JOB 1:
Which transfer method between Macs does the text on moving sparse files say you should never use?
JOB 2:
Extend the text on moving sparse files beyond its final sentence.

--- BEGIN TEXT SEGMENT ---

In theory, writing to a sparse file could achieve higher performance than other types of disk image, although the current implementation may need further optimisation to realise that. It will also be interesting to see if Apple makes this format available to developers and users through Disk Utility and hdiutil.

Safe movement

These and other sparse files raise the perennial question of how you can move them around without causing them to explode to full size. Although macOS Monterey 13.1 is much better than older versions at preserving sparse files, here are some guidelines derived from testing.

Only ever move or copy sparse files to APFS volumes, unless you protect them inside some form of archive. If they move to another file system, like HFS+, any Windows/PC file system, ZFS or Btrfs, then their sparseness won’t be preserved, and they’ll assume their full size when you copy them. This also prolongs the act of copying, as they’re read from the source at full size. If being transferred over a network, this is annoying to say the least.

Copying or moving between two APFS volumes, even on different disks, connected to the same Mac should always preserve their size. Although file sharing between Macs should also preserve their size, never use AirDrop, which doesn’t.

Surprisingly, copying or moving a sparse file to or from iCloud Drive doesn’t cause any increase in size, provided that it’s only accessed by that one Mac. If you try to copy or move a sparse file from iCloud Drive to a different Mac, the sparse file will then increase to full size.

If you need to move a sparse file by a means that would normally expand it, copy it into the protection of an APFS-format sparse bundle or sparse disk image for transit. On the destination Mac, mount that sparse bundle or disk image, and you should be able to copy the sparse file to that Mac without any increase in size.

--- END TEXT SEGMENT ---
--- BEGIN PROVIDED MATERIAL ---

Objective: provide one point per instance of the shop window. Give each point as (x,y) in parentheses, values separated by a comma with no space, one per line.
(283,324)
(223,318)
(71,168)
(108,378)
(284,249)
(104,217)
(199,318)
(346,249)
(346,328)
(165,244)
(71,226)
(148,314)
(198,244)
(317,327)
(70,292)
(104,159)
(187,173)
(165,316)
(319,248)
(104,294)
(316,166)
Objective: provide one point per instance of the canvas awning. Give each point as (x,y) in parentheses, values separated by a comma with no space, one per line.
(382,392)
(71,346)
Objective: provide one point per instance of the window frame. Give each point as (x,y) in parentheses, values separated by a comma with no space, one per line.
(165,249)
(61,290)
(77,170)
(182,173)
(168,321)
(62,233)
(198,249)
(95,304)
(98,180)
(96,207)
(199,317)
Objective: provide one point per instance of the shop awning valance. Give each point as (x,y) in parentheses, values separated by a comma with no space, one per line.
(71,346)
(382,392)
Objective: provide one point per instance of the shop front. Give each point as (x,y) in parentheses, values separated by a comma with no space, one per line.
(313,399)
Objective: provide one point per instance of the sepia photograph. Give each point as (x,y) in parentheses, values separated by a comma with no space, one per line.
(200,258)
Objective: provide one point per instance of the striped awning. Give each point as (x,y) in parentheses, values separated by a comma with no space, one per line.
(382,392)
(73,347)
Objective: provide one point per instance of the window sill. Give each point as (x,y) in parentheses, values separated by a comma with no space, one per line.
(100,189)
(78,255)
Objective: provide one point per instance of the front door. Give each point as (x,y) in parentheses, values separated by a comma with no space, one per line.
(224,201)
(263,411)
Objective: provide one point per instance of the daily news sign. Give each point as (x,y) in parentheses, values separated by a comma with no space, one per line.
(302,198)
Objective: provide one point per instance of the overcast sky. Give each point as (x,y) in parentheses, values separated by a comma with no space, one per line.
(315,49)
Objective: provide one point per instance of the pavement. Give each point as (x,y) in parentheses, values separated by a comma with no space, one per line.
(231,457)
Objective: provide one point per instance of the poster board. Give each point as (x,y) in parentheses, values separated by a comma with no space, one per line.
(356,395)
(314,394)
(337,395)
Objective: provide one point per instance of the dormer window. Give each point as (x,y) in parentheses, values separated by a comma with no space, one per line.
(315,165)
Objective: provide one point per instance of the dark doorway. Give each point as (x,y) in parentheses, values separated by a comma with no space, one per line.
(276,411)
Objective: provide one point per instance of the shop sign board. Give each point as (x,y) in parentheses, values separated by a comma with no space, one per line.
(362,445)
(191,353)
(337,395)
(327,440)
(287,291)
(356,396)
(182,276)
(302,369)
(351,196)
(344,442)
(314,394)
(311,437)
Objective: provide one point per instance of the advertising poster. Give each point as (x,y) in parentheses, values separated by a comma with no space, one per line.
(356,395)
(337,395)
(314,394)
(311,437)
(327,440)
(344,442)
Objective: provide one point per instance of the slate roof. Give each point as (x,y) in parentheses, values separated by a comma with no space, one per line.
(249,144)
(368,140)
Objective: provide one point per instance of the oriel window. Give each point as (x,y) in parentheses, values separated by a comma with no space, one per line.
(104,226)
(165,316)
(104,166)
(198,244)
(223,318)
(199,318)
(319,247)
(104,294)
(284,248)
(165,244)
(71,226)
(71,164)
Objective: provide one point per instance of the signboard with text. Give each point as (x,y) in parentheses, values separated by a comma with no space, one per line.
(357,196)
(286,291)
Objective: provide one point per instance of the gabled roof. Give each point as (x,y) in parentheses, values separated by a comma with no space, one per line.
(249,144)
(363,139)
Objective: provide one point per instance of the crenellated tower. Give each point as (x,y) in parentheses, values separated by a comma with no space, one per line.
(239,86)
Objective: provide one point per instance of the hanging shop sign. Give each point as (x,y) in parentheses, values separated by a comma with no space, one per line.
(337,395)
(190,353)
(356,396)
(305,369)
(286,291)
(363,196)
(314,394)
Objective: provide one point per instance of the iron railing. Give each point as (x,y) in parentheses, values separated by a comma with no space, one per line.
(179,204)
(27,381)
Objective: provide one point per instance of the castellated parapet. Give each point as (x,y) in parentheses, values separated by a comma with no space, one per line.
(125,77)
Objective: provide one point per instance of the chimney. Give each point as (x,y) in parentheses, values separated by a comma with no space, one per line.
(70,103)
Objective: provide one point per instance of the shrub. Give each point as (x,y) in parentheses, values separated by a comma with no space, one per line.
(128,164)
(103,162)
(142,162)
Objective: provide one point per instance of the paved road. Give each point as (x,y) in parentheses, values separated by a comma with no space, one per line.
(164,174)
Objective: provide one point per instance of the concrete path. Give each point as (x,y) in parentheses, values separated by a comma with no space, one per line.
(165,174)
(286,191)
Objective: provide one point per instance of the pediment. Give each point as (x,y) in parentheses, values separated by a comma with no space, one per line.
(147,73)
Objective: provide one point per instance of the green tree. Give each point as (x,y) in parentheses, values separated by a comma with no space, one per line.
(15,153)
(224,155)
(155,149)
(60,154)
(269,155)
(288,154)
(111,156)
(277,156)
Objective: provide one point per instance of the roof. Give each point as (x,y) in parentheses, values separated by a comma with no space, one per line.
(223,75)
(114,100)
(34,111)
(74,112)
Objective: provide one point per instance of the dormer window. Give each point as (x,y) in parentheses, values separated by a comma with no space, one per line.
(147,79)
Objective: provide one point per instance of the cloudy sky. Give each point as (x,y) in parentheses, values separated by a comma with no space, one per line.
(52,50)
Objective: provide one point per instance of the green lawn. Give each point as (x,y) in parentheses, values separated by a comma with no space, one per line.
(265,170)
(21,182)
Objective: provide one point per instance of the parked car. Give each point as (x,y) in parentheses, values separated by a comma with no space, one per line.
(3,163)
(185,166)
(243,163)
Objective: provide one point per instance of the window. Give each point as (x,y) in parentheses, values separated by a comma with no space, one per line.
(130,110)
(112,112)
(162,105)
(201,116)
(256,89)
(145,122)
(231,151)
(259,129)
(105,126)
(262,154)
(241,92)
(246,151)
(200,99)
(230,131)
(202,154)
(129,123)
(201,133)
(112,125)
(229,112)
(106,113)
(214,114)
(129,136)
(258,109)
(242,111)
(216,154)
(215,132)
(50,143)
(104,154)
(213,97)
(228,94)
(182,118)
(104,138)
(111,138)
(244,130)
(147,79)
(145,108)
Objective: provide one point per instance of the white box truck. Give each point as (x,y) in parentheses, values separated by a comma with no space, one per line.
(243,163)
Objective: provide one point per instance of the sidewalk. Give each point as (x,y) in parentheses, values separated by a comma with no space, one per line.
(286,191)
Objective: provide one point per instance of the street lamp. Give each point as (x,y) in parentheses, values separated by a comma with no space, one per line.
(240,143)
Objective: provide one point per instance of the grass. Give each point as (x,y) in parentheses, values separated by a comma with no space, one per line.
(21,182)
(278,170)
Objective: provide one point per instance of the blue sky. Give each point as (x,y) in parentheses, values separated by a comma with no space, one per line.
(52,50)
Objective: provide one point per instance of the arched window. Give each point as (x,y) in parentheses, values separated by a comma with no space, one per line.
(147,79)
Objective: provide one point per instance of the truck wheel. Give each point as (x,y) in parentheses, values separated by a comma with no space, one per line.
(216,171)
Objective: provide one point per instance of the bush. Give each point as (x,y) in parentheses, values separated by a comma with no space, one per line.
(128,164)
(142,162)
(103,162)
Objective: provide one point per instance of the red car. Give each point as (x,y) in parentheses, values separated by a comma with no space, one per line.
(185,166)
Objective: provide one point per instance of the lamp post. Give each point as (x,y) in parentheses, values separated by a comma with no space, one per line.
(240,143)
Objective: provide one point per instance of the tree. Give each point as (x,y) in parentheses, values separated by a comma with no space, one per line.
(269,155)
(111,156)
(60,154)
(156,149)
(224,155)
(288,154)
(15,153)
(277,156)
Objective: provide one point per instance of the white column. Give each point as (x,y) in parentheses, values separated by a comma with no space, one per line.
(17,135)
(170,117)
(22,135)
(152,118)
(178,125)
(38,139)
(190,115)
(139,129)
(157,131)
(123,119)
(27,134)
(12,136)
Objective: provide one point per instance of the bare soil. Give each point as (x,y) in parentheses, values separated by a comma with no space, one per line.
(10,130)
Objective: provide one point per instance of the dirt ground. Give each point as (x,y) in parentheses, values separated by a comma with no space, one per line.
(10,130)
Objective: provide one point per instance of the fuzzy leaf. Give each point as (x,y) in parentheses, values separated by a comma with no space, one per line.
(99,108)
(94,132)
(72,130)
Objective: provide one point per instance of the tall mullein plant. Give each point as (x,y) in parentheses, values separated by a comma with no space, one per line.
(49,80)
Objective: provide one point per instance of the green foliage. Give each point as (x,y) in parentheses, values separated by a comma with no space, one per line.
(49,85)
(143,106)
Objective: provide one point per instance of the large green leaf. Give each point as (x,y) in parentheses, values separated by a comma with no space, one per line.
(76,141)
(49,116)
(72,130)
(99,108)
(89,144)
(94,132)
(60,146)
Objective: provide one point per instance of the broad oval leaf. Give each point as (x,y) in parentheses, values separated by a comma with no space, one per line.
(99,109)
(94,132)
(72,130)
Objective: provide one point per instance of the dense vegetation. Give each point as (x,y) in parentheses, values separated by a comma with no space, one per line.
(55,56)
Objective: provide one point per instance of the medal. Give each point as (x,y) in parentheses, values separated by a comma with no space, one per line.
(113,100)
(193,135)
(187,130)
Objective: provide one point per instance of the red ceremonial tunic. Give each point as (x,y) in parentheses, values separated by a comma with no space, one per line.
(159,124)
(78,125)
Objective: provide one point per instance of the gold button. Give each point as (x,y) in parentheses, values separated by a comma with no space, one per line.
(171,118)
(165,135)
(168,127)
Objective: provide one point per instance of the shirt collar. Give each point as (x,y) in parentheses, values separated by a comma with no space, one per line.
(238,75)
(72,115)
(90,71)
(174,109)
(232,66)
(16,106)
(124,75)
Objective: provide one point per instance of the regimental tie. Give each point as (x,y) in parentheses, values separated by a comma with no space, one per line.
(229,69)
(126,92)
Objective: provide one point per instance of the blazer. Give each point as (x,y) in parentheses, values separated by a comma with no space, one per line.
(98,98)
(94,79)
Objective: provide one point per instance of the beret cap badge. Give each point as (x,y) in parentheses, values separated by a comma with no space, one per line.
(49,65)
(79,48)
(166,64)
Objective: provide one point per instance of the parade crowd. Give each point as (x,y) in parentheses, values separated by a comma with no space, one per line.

--- END PROVIDED MATERIAL ---

TASK OUTPUT 1:
AirDrop

TASK OUTPUT 2:
Archiving and compression are even more complicated. In general, popular methods such as Zip won’t preserve size, and some result in archived or compressed files that are even larger than fully expanded size. The one format which appears able to keep sparse files sparse is Apple Archive, but even there it’s easy to end up with the file at full size. Archive Utility, Keka and my own Cormorant will reliably conserve the sparse file format and size when the file(s) are put inside a folder prior to compression. Use them on a bare file and you could be disappointed with the result.

Backing up sparse files can be tricky. Time Machine making backups from APFS to APFS backup storage normally preserves sparse files well, but when backing up to HFS+ storage they will explode to full size during copying, and so take a long time to copy, and take up a lot of space on the backup storage. Other backup methods should be tested carefully before assuming they can both store and restore sparse files faithfully. You should in any case avoid backing up VMs in your regular backups because of the space they will consume, even when kept as sparse files.

To keep sparse files sparse:

  • store them only on APFS volumes;
  • transfer over a network using macOS file sharing;
  • never use AirDrop, and avoid iCloud;
  • when needed, protect them inside sparse bundles or sparse disk images;
  • compress inside a folder using Apple Archive;
  • back up using Time Machine to APFS.